§ **Challenge**: Please change "every instance" to "all instances" throughout the lines below and write them out again with nothing else altered, leaving out the pictures.

§ **Spatial annotation records**:
§

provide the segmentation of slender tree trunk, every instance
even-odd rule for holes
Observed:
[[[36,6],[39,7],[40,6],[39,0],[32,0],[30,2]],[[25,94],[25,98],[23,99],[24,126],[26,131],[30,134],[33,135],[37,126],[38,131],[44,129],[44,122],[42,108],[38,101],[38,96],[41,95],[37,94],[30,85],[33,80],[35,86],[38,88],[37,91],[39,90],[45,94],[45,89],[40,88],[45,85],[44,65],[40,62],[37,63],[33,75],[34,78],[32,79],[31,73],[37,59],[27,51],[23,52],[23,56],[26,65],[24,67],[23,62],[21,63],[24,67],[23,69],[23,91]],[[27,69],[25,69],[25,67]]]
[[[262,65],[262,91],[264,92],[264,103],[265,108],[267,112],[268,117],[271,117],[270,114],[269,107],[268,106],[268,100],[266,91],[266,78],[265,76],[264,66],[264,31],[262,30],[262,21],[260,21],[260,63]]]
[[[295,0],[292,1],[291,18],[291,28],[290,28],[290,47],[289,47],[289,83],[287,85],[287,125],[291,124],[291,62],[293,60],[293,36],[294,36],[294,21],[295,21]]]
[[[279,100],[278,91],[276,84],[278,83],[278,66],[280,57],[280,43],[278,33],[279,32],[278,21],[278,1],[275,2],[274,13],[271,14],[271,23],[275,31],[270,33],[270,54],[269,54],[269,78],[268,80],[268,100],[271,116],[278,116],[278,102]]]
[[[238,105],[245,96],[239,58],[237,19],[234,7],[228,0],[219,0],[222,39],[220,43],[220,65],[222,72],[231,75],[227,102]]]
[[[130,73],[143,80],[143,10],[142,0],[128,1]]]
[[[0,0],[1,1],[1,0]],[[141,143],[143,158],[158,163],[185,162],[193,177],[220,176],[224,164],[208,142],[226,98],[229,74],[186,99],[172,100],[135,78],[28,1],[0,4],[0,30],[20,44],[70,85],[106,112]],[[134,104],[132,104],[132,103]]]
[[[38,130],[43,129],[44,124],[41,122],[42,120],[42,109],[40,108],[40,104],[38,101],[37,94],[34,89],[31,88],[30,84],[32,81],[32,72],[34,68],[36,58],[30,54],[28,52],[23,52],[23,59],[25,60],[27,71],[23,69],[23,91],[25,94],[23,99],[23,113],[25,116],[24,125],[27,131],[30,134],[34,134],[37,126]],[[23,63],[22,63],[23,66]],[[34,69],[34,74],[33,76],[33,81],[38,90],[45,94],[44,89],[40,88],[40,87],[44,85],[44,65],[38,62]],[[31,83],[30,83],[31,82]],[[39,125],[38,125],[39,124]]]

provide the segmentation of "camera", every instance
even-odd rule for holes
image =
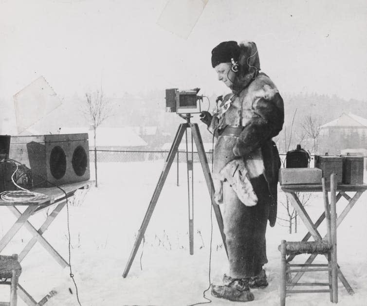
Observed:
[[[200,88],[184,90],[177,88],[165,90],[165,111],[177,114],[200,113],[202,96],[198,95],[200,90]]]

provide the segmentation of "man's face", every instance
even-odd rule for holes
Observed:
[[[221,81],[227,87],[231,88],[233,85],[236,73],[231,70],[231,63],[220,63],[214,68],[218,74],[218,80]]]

§

§ **Solution to this problem**:
provide the segmentation of slender tree trunk, all instances
even-odd rule for holes
Observed:
[[[36,6],[39,7],[40,6],[39,0],[32,0],[30,2]],[[25,94],[25,98],[23,99],[24,126],[26,131],[30,134],[33,135],[37,126],[38,131],[44,129],[44,122],[42,108],[38,101],[38,96],[41,95],[37,94],[30,85],[33,80],[35,86],[38,88],[37,91],[39,90],[45,94],[45,89],[40,88],[45,85],[44,65],[40,62],[37,63],[33,75],[34,78],[32,79],[31,73],[37,59],[27,51],[23,52],[23,56],[26,65],[24,67],[23,62],[21,63],[24,67],[23,69],[23,91]],[[27,69],[25,69],[25,67]]]
[[[262,65],[262,91],[264,92],[264,103],[265,108],[267,112],[268,117],[271,117],[270,114],[269,107],[268,106],[268,100],[266,91],[266,78],[265,76],[264,66],[264,31],[262,30],[262,21],[260,21],[260,63]]]
[[[295,0],[292,1],[291,18],[291,28],[290,28],[290,47],[289,47],[289,83],[287,85],[287,125],[291,124],[291,62],[293,60],[293,36],[294,36],[294,21],[295,21]]]
[[[279,100],[278,91],[276,84],[278,83],[278,66],[280,57],[280,43],[278,33],[279,32],[278,21],[278,1],[275,2],[274,13],[271,14],[271,23],[275,31],[270,33],[270,54],[269,54],[269,78],[268,80],[268,100],[271,116],[278,116],[278,102]]]
[[[238,105],[245,96],[239,58],[237,19],[234,7],[228,0],[219,0],[222,39],[220,43],[220,65],[222,72],[231,75],[227,102]]]
[[[130,73],[143,80],[143,10],[142,0],[128,1]]]
[[[0,0],[1,1],[1,0]],[[141,143],[143,158],[158,163],[185,162],[193,177],[220,176],[224,164],[208,142],[226,98],[229,74],[186,99],[172,100],[135,78],[28,1],[0,4],[0,30],[20,44],[70,85],[106,112]],[[134,104],[132,104],[132,103]]]
[[[38,130],[43,129],[44,124],[41,122],[42,120],[42,109],[40,108],[40,104],[38,101],[37,94],[34,89],[31,88],[30,84],[32,81],[32,72],[34,68],[36,58],[30,54],[28,52],[23,52],[23,59],[25,60],[27,71],[23,69],[23,91],[25,94],[23,99],[23,113],[25,116],[24,125],[27,131],[30,134],[34,134],[37,126]],[[23,63],[22,63],[23,66]],[[34,69],[34,74],[33,76],[33,81],[38,90],[45,94],[44,89],[40,88],[40,87],[44,85],[44,65],[38,62]],[[31,83],[30,83],[31,82]],[[39,125],[38,125],[39,124]]]

provide the segmentation of "camera", all instances
even-odd rule for holes
image =
Observed:
[[[200,88],[184,90],[177,88],[165,90],[165,111],[177,114],[200,113],[202,96],[198,95],[200,90]]]

provide the segmentation of "man's face", all instances
even-odd rule for holes
Observed:
[[[221,81],[227,87],[231,88],[233,85],[236,73],[231,70],[231,63],[220,63],[214,68],[218,74],[218,80]]]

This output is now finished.